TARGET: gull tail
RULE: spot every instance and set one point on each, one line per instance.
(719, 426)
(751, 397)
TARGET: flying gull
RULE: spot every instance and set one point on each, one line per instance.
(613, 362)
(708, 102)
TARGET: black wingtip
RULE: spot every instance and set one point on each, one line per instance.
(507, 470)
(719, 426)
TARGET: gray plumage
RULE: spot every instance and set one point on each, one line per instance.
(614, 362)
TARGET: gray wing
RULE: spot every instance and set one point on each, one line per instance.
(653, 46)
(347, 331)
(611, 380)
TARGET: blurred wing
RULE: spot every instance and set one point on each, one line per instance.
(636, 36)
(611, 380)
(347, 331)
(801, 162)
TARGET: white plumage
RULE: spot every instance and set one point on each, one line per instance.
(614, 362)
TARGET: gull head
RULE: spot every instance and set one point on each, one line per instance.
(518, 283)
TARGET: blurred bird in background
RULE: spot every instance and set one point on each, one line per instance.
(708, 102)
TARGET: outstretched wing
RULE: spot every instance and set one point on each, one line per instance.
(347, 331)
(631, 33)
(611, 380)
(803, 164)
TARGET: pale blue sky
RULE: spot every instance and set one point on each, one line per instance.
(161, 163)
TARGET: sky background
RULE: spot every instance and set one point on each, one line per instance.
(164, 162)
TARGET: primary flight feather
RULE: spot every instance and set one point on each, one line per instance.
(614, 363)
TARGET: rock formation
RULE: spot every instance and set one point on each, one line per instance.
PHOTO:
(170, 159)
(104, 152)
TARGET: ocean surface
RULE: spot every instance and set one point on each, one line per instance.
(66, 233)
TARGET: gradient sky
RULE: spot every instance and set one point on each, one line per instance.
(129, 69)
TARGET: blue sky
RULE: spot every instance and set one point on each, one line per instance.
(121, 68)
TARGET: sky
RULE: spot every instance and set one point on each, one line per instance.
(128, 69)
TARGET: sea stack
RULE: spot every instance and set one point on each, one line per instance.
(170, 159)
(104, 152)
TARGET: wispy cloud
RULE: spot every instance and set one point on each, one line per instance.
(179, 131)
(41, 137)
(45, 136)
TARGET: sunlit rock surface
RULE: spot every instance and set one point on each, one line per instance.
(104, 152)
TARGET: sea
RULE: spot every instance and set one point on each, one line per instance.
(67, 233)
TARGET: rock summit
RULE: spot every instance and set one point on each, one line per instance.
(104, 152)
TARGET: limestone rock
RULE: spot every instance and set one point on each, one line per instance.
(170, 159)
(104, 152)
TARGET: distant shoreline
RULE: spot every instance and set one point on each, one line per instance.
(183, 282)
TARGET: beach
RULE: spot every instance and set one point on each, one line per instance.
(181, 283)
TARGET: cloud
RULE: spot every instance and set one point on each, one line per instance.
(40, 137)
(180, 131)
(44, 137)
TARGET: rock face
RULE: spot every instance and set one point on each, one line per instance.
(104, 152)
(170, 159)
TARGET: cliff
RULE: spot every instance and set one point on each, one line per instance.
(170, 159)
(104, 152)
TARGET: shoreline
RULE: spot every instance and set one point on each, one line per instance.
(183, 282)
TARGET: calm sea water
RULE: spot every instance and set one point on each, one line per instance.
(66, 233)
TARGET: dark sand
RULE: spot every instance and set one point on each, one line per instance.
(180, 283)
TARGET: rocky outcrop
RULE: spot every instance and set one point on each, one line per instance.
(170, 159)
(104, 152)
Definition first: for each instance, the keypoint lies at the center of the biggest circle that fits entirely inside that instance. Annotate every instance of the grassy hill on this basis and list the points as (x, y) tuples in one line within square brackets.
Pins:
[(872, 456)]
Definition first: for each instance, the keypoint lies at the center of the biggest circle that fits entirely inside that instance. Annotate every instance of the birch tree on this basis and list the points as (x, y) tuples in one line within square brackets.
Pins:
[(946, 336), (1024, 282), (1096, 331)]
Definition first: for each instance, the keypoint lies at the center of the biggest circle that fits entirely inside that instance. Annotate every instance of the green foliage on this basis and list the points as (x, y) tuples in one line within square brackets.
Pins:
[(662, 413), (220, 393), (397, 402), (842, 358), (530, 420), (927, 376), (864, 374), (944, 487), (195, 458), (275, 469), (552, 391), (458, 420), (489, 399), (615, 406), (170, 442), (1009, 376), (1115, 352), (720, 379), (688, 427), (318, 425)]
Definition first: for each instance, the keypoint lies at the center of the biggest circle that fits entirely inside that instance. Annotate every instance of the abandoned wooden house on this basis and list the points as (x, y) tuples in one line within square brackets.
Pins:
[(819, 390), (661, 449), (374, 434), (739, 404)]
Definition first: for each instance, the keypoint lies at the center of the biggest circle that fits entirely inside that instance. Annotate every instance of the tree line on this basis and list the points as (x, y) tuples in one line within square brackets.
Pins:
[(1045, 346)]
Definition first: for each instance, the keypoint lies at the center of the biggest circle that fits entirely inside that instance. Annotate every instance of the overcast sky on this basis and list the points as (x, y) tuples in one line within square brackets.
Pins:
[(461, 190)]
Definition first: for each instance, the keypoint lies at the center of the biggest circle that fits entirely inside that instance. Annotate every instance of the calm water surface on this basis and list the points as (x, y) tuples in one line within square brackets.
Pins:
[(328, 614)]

════

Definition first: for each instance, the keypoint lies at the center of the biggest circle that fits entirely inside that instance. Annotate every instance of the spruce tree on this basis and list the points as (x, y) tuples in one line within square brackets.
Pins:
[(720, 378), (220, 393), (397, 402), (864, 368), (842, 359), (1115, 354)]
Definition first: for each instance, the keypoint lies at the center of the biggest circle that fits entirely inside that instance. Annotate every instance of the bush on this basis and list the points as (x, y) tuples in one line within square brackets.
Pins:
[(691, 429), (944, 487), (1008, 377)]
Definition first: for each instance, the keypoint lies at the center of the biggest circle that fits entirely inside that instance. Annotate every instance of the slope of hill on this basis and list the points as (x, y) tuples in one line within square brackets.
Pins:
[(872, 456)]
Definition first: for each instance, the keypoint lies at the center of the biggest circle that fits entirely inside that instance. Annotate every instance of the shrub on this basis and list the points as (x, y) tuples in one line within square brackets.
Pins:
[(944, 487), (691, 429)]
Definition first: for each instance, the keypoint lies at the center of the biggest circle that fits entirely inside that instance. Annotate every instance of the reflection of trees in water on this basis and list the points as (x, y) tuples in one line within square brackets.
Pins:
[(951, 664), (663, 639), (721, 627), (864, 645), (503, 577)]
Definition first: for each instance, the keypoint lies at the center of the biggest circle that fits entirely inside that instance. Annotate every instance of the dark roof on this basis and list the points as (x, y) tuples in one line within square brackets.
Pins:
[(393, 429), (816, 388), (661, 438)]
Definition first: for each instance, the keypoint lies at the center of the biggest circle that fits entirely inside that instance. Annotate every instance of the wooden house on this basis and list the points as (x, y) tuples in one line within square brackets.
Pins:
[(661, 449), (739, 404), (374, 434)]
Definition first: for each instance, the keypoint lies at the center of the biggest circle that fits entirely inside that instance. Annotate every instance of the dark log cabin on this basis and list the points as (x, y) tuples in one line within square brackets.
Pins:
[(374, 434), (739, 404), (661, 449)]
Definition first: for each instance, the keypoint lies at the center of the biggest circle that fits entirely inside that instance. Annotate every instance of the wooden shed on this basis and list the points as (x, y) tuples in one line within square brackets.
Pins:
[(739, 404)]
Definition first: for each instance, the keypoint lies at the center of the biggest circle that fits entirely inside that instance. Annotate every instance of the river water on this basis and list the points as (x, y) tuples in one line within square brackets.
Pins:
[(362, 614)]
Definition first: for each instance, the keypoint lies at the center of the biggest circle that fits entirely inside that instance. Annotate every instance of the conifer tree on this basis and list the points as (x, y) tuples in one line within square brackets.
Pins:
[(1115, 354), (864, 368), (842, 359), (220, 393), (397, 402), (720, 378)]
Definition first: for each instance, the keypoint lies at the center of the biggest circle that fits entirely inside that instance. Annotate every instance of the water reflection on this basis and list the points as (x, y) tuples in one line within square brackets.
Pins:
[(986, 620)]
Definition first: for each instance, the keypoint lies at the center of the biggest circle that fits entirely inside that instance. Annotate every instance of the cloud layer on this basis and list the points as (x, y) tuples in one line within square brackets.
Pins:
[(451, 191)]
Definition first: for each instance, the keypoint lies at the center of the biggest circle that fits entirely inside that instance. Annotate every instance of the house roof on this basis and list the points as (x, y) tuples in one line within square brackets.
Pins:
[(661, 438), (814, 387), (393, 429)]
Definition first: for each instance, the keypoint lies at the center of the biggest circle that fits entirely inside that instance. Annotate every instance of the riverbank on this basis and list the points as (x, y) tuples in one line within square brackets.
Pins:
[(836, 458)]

════

Check each line in the records above for the word "house". Return those that have it.

Definition first: for each instance, the keypoint lies at the center of the biggest circle that fits entirely inside that instance. Annotate every instance of the abandoned wooden house on this basis and list the points as (x, y) tuples in one line within square brackets.
Definition first: for each instance, the keypoint lies at the center of the biggest circle that fits entirely inside that instance. Annotate every instance of the wooden house on this basis and list the points as (x, y) tuples in one line within square brackets.
Definition first: for each instance, the keypoint lies at the center of the biggest circle that fits entirely inside that instance. Annotate every instance of the house roof on this basis and list the points as (x, y) tuples in one line within square brackets.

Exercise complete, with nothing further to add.